Mas empecé a ver que en todas las casas
estaban la Envidia, la Saña, la Ira,
y en todos los rostros ardían las brasas
de odio, de lujuria, de infamia y mentira.
Hermanos a hermanos hacían la guerra,
perdían los débiles, ganaban los malos,
hembra y macho eran como perro y perra,
y un buen día todos me dieron de palos.

          Me refería líneas atrás a un caso de licantropía, y de ello ha dado muchísimas muestras el cine. El inconveniente desde mi punto de vista es que, en la mayoría de las ocasiones, se ha centrado tanto en la metamorfosis del hombre lobo, así como en las escenas de ataque, sangre y terror, que por el camino se ha olvidado de que la mitad de su denominación genérica es “hombre”. Tal vez el mejor acercamiento a este tema que haya dado el cine sea el de Terence Fisher, que no en vano hizo una revisión de todos los mitos del cine de terror, con unos resultados extraordinarios. El que nos interesa aquí se llama La maldición del hombre lobo, es de 1961 y no se estrenó en España en su momento porque ¡la acción se desarrollaba en un lugar del norte de nuestro país!, cosa que a la censura no le debió de hacer mucha gracia; de ahí que lo nombres de los personajes y de los lugares sean todos españoles.

_Líneas de datos_.
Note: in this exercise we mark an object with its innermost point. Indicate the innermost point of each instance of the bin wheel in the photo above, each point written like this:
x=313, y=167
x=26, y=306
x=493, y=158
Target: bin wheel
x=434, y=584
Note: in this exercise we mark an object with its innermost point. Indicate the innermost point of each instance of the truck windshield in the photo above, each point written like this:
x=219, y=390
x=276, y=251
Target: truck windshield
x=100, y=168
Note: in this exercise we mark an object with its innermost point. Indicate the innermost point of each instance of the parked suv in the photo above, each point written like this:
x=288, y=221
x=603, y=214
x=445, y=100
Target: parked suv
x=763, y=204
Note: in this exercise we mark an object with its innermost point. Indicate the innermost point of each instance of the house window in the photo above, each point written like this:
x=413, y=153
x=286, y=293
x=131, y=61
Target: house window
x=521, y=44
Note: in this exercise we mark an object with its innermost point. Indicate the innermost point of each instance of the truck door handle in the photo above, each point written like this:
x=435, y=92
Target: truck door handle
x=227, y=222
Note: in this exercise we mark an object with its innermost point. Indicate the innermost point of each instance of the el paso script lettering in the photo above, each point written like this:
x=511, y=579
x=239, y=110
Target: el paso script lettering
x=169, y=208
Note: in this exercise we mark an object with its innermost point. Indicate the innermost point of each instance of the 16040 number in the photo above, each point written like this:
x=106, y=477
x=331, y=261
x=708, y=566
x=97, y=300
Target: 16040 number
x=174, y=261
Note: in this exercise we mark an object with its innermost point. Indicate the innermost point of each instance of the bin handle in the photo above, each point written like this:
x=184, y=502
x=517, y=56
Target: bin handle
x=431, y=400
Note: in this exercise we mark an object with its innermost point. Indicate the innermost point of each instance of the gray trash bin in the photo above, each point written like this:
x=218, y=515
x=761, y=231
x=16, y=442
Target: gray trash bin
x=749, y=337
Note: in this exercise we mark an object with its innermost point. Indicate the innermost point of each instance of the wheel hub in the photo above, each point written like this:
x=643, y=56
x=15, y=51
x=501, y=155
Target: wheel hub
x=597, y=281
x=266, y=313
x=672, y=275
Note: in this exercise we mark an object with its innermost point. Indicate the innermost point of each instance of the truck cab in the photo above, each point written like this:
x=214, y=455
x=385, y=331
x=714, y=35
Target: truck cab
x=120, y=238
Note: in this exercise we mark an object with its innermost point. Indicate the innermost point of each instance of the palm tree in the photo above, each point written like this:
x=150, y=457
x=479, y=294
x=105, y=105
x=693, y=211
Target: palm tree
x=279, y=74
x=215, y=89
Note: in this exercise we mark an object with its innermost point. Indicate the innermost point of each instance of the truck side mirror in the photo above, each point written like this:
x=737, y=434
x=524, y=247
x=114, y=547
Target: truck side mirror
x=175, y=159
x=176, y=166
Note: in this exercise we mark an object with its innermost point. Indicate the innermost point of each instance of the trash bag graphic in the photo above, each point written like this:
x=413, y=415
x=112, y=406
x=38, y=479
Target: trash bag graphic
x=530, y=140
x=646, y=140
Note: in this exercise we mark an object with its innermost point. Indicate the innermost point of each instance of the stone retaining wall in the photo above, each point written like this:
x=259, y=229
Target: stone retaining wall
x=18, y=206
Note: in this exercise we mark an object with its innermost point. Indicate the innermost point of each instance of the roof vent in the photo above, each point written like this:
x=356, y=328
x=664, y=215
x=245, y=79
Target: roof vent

_Ejercicio breve_.
Traduce al inglés esta oración del fragmento sobre el hombre lobo en el cine: «Tal vez el mejor acercamiento a este tema que haya dado el cine sea el de Terence Fisher, que no en vano hizo una revisión de todos los mitos del cine de terror, con unos resultados extraordinarios». Las líneas no tienen ningún papel en esta tarea.

_Respuesta correcta_.
Perhaps the best approach to this subject that cinema has produced is that of Terence Fisher, who, not without reason, revisited all the myths of horror cinema, with extraordinary results.